▸ **Task goal**
Set down exactly the lines in the records below that run from the line with "Where can you see the chopped" to the line with "Where can you see the penne", inclusive, and nothing more.
_ _ _
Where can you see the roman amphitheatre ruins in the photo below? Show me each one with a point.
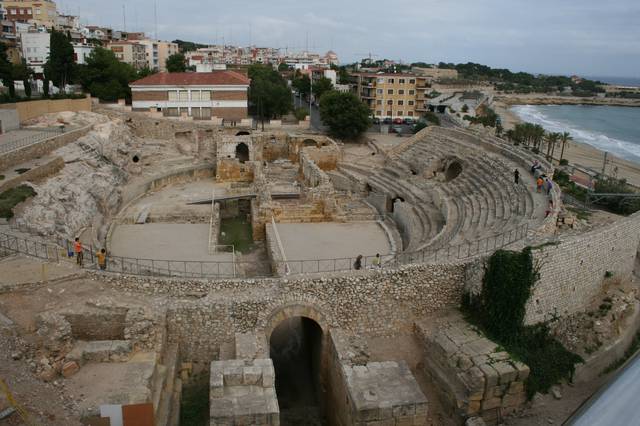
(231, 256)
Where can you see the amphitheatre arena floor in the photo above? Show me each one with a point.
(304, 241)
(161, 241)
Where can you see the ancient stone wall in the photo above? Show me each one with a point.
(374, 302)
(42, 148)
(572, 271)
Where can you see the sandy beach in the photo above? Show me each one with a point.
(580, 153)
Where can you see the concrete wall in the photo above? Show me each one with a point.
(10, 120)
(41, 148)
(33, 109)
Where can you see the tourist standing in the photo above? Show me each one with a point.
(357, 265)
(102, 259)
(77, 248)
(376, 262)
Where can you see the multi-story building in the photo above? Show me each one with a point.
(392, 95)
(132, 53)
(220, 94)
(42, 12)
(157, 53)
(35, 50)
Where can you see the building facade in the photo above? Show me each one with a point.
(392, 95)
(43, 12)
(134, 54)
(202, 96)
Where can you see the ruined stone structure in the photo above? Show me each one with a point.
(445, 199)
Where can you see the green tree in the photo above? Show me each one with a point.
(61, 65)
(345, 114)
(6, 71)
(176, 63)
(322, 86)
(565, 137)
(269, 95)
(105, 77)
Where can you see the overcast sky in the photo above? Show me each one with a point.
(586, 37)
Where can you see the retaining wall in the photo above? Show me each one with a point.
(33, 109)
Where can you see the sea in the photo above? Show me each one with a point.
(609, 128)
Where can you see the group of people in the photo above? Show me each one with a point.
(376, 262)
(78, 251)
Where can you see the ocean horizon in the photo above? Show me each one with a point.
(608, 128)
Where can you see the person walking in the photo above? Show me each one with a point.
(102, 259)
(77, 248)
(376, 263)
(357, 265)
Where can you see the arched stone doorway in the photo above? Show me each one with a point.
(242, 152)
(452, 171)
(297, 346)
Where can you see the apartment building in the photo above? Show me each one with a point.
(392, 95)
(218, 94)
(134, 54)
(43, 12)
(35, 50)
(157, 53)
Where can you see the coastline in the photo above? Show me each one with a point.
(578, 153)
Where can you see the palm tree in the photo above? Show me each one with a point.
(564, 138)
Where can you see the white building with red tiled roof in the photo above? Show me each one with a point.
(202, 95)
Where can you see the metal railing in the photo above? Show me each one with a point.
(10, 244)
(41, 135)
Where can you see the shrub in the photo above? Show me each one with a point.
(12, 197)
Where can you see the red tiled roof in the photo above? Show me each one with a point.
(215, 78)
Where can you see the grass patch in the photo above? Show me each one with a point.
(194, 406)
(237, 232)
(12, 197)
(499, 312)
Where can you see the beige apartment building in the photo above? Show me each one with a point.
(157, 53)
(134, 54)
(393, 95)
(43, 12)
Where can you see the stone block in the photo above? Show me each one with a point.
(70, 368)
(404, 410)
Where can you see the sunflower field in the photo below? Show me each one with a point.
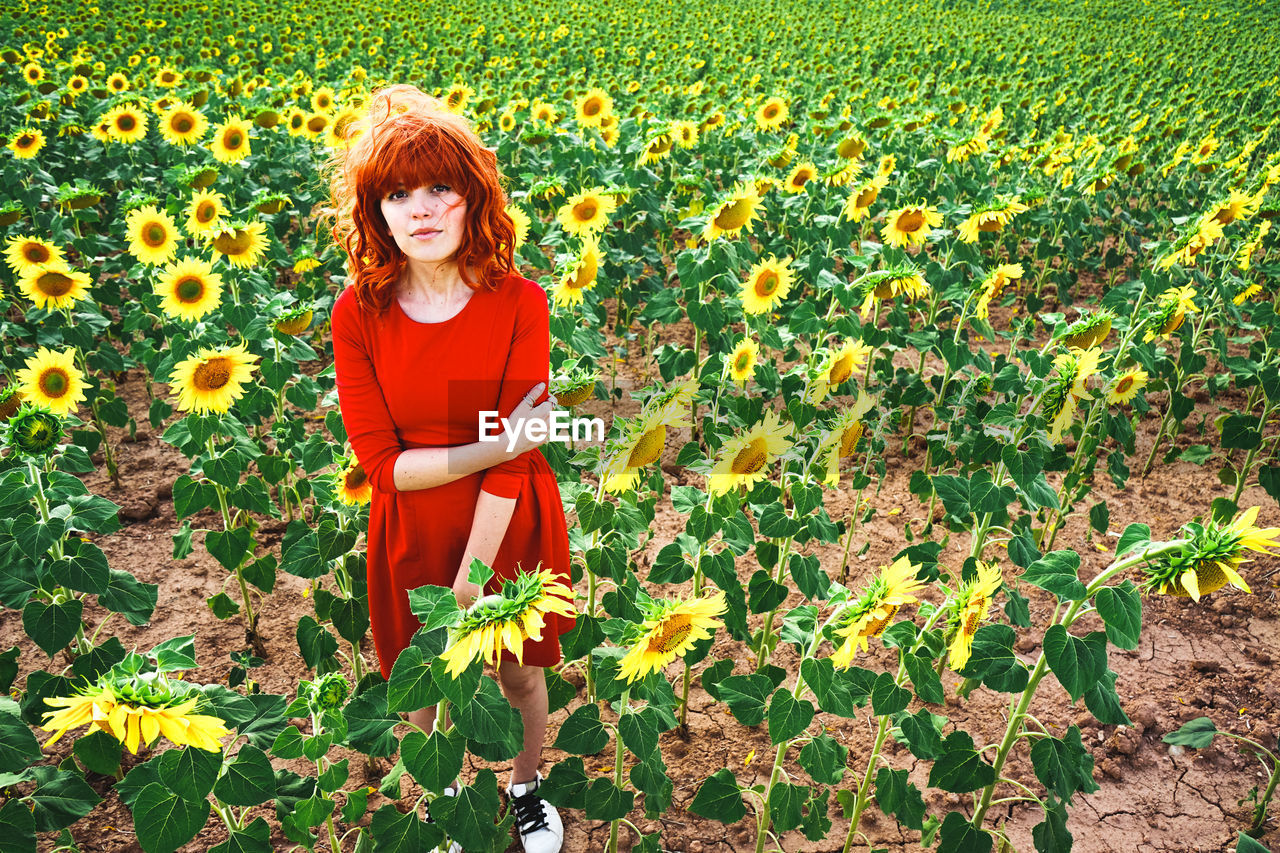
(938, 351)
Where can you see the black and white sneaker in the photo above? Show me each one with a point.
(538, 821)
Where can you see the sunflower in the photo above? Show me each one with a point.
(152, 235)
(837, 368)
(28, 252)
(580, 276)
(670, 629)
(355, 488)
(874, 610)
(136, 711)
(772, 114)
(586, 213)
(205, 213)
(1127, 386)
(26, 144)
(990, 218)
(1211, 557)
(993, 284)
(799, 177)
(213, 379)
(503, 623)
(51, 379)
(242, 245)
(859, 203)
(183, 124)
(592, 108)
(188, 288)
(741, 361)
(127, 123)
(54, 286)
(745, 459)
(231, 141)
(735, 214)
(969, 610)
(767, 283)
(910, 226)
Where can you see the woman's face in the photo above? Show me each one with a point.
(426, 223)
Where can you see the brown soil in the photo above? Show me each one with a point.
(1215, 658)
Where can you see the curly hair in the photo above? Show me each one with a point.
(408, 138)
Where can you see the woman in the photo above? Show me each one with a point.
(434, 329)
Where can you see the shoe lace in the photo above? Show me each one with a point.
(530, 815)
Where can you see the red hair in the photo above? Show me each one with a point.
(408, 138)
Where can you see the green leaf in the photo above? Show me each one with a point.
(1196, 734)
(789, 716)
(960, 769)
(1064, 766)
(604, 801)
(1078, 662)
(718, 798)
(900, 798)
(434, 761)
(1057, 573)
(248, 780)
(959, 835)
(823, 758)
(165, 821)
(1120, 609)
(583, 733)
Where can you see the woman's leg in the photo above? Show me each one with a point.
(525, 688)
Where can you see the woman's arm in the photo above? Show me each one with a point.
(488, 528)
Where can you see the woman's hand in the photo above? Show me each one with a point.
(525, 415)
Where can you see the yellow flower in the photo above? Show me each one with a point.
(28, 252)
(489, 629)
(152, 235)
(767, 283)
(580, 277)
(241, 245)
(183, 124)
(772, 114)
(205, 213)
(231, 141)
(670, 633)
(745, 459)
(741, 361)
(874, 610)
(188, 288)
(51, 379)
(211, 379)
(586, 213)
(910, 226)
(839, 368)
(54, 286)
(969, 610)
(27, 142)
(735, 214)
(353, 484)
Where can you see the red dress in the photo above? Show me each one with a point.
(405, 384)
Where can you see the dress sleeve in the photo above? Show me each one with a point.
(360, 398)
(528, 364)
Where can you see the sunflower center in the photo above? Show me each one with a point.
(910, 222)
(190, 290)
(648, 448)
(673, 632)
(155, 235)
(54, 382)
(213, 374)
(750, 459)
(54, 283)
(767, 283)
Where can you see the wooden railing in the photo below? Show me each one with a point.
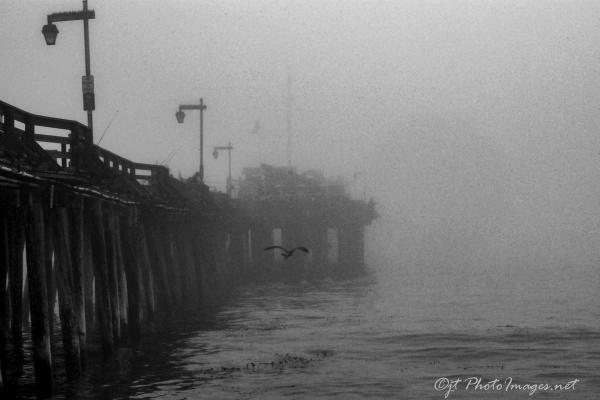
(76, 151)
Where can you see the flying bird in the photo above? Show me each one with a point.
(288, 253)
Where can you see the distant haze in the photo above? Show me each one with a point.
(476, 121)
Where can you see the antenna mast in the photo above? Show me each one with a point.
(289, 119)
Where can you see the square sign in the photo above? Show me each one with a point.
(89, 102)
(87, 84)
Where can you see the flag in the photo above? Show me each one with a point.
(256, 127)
_ _ _
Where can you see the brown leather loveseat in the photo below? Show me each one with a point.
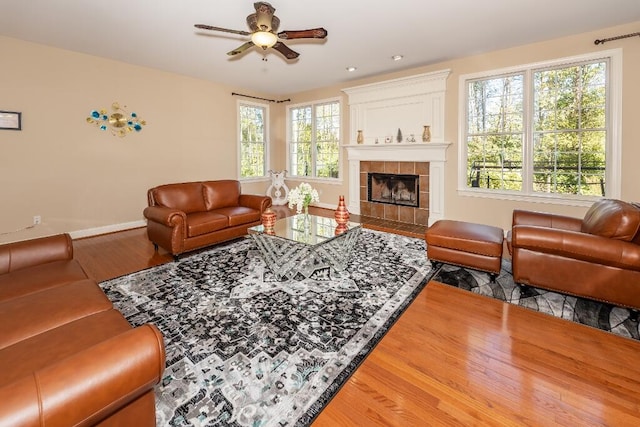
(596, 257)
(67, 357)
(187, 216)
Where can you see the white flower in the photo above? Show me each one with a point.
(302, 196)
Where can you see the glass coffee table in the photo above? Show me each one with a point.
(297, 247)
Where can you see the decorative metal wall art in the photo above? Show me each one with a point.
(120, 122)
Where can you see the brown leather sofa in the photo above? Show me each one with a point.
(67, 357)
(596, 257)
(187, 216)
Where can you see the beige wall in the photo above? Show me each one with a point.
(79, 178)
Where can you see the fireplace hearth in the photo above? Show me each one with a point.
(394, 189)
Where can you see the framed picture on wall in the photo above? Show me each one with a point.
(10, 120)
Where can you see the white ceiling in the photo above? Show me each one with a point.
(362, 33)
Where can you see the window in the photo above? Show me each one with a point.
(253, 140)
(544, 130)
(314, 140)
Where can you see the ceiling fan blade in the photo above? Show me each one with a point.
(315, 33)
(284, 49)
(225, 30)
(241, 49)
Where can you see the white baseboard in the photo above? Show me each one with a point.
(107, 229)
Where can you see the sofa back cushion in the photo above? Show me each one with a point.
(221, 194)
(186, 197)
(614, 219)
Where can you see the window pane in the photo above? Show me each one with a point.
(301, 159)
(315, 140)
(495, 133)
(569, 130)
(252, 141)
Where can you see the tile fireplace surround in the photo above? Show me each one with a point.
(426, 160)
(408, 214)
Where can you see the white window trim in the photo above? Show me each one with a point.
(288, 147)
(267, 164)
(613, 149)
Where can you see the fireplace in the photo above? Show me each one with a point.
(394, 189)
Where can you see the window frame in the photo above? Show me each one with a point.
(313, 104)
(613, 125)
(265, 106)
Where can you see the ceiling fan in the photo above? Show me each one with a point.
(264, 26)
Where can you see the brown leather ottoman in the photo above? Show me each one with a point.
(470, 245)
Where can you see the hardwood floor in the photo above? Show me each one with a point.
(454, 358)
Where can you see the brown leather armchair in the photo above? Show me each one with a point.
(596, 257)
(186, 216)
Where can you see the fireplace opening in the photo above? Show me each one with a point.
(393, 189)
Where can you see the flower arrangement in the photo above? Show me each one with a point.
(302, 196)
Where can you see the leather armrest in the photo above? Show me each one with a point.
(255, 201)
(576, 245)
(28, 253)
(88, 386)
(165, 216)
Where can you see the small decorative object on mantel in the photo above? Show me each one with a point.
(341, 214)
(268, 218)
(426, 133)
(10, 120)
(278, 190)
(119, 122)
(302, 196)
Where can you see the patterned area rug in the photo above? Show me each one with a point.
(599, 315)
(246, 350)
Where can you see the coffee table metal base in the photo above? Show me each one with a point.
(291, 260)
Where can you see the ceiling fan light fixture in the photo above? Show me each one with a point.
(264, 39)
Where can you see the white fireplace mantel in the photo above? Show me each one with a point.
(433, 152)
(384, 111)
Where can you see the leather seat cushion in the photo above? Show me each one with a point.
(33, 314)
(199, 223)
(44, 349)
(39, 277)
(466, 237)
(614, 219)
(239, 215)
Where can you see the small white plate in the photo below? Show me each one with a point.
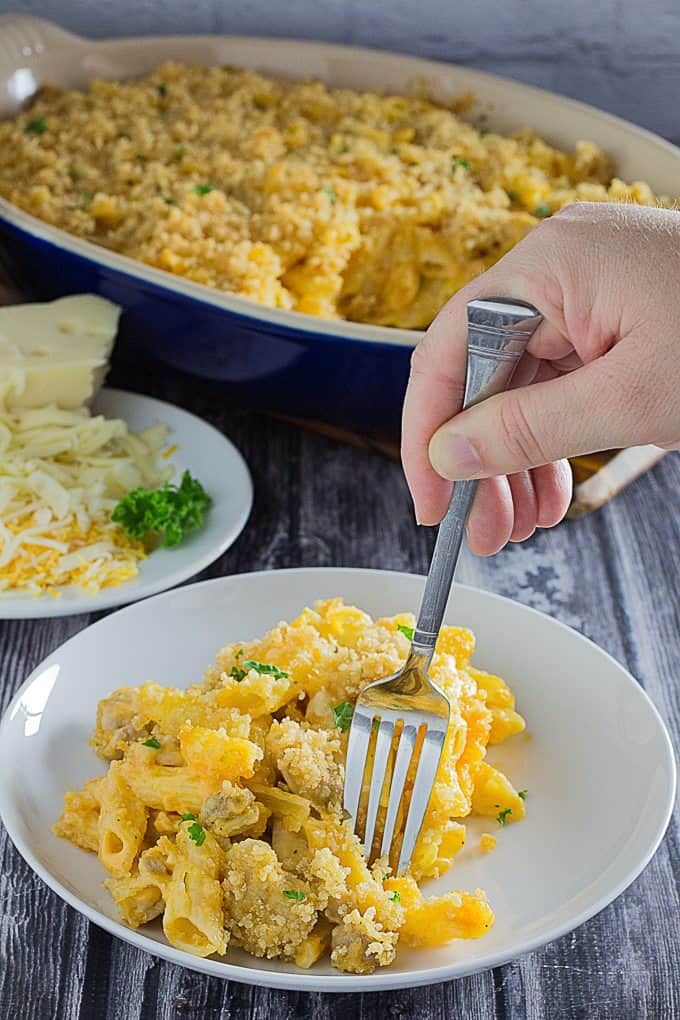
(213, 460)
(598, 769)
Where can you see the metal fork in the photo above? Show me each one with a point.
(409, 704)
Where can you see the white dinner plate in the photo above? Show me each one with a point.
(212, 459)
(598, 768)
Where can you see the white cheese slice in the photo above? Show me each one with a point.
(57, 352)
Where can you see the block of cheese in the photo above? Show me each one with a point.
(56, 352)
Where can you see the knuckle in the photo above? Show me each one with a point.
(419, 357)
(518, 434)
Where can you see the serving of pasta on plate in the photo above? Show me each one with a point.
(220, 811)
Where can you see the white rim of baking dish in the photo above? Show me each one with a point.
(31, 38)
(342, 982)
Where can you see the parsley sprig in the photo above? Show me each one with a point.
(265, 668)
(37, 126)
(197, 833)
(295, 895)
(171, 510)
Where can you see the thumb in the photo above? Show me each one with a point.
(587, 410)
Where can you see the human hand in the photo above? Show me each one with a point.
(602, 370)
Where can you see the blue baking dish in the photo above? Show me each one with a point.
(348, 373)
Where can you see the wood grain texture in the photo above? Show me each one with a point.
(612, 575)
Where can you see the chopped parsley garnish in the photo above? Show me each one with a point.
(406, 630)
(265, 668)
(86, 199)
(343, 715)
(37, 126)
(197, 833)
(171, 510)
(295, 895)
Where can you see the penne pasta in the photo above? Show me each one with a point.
_ _ _
▸ **Answer below**
Where can you see the chopped parsley garnish in the photo above? Show me each one with a point.
(406, 630)
(265, 668)
(86, 199)
(343, 715)
(37, 126)
(197, 833)
(171, 510)
(295, 895)
Where can you see the penne pasta in the photo above? Show me each one with a point.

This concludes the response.